+++ Data in this exercise

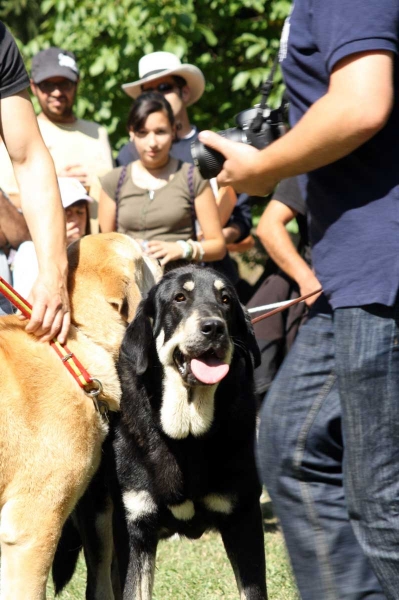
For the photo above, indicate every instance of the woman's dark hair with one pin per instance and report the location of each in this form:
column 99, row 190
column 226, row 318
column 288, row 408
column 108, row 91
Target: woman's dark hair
column 146, row 104
column 84, row 204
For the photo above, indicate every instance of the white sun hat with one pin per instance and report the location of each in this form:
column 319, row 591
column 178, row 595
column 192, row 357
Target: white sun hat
column 72, row 191
column 160, row 64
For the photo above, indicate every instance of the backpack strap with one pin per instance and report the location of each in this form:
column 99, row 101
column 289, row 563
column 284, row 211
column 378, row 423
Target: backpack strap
column 121, row 179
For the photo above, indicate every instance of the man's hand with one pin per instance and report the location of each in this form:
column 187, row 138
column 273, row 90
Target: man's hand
column 73, row 232
column 240, row 169
column 309, row 284
column 77, row 171
column 50, row 314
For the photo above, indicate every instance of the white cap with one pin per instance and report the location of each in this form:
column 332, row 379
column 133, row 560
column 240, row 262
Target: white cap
column 72, row 191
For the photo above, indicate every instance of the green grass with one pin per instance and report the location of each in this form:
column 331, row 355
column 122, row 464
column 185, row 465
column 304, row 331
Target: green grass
column 199, row 570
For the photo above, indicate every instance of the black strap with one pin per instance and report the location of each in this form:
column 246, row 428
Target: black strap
column 265, row 89
column 121, row 179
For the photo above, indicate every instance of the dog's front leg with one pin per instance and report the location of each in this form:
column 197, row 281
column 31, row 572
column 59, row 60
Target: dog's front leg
column 242, row 534
column 139, row 579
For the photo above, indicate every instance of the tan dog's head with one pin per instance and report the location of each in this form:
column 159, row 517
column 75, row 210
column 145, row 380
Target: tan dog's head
column 108, row 276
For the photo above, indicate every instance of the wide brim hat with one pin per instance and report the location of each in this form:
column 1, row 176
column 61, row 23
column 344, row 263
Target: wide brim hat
column 72, row 191
column 161, row 64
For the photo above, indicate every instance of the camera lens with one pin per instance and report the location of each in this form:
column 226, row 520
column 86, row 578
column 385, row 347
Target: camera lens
column 209, row 161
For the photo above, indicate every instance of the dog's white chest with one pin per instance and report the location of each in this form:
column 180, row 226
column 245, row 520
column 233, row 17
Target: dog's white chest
column 179, row 417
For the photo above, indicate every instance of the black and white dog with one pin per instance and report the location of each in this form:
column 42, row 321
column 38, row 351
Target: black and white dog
column 183, row 445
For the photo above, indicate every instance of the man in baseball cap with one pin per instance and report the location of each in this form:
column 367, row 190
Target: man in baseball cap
column 55, row 77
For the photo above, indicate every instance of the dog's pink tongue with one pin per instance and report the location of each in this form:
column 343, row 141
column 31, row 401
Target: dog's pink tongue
column 209, row 370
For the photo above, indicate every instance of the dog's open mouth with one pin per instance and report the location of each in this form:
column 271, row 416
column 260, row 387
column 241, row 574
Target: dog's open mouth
column 207, row 368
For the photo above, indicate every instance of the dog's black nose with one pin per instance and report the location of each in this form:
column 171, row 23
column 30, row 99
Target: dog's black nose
column 213, row 328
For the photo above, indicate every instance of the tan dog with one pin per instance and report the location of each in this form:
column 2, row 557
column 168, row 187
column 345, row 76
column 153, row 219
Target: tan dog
column 50, row 431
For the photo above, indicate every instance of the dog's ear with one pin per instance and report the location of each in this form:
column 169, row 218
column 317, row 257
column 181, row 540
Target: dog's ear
column 247, row 335
column 139, row 338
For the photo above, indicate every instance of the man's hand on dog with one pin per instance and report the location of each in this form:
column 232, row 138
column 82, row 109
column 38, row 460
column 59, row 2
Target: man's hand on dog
column 243, row 168
column 50, row 314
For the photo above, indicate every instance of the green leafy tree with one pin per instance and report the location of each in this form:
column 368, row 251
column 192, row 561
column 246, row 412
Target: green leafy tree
column 233, row 41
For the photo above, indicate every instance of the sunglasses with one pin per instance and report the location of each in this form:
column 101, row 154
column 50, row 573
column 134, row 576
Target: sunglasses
column 49, row 86
column 162, row 88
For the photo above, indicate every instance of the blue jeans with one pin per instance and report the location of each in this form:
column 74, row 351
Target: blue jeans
column 367, row 357
column 300, row 457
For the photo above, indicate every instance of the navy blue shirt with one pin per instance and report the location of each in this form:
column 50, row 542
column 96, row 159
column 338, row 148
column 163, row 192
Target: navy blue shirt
column 353, row 204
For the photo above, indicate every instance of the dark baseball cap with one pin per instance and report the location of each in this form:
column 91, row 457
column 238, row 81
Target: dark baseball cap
column 54, row 62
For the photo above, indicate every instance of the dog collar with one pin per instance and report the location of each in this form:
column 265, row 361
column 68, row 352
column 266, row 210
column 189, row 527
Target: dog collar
column 90, row 385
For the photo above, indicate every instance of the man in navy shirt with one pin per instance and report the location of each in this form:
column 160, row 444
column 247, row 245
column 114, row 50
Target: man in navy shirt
column 340, row 65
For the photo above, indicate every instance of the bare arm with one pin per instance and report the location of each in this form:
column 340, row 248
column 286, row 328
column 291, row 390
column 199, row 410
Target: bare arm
column 356, row 106
column 208, row 217
column 12, row 224
column 275, row 238
column 42, row 209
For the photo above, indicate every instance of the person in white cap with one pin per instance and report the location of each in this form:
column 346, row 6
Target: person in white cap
column 75, row 201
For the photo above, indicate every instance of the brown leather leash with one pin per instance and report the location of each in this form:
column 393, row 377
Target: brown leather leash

++++++

_What the task asks_
Copy out everything in the material above, from its beginning down to and including the line that contains "column 108, row 276". Leave the pictures out of your answer.

_Written response_
For the photo above, indicate every instance of the woman's dark hair with one pin per instance and report the location of each in this form:
column 99, row 190
column 226, row 318
column 288, row 408
column 108, row 91
Target: woman's dark hair
column 146, row 104
column 84, row 204
For the photo above, indicate every instance of the white sun hat with one pin per instance and report the location of each in this form:
column 319, row 591
column 178, row 595
column 192, row 357
Target: white sun hat
column 72, row 191
column 160, row 64
For the photo above, indicate every instance of the backpack strap with one pin per instance and report the location of each in this form:
column 99, row 101
column 289, row 563
column 284, row 211
column 378, row 423
Target: backpack strap
column 121, row 179
For the photo above, indicate every instance of the man's hand with one pin per instance and report the location of each in this form:
column 187, row 138
column 273, row 90
Target: man's hand
column 73, row 232
column 240, row 169
column 309, row 284
column 77, row 171
column 50, row 314
For the photo above, indicate every instance of the white cap with one pin per instance and report the location of each in this form:
column 332, row 379
column 133, row 560
column 240, row 262
Target: white cap
column 72, row 191
For the photo above, indicate every instance of the green grass with one pin per instance and report the location of each in this form:
column 331, row 355
column 122, row 464
column 185, row 465
column 304, row 331
Target: green grass
column 199, row 570
For the photo above, indicate every instance of the black strap with one pin per instance and report the location of each in this form:
column 246, row 428
Target: black strap
column 265, row 89
column 121, row 179
For the photo above, indicate every instance of the dog's front leg with one pin per instance and report the location of each in this form:
column 197, row 281
column 31, row 572
column 59, row 60
Target: dog's front leg
column 242, row 534
column 139, row 579
For the photo above, indicate every instance of the tan dog's head with one pin per instance and report the location of each in this form:
column 159, row 517
column 75, row 210
column 145, row 380
Target: tan dog's head
column 108, row 276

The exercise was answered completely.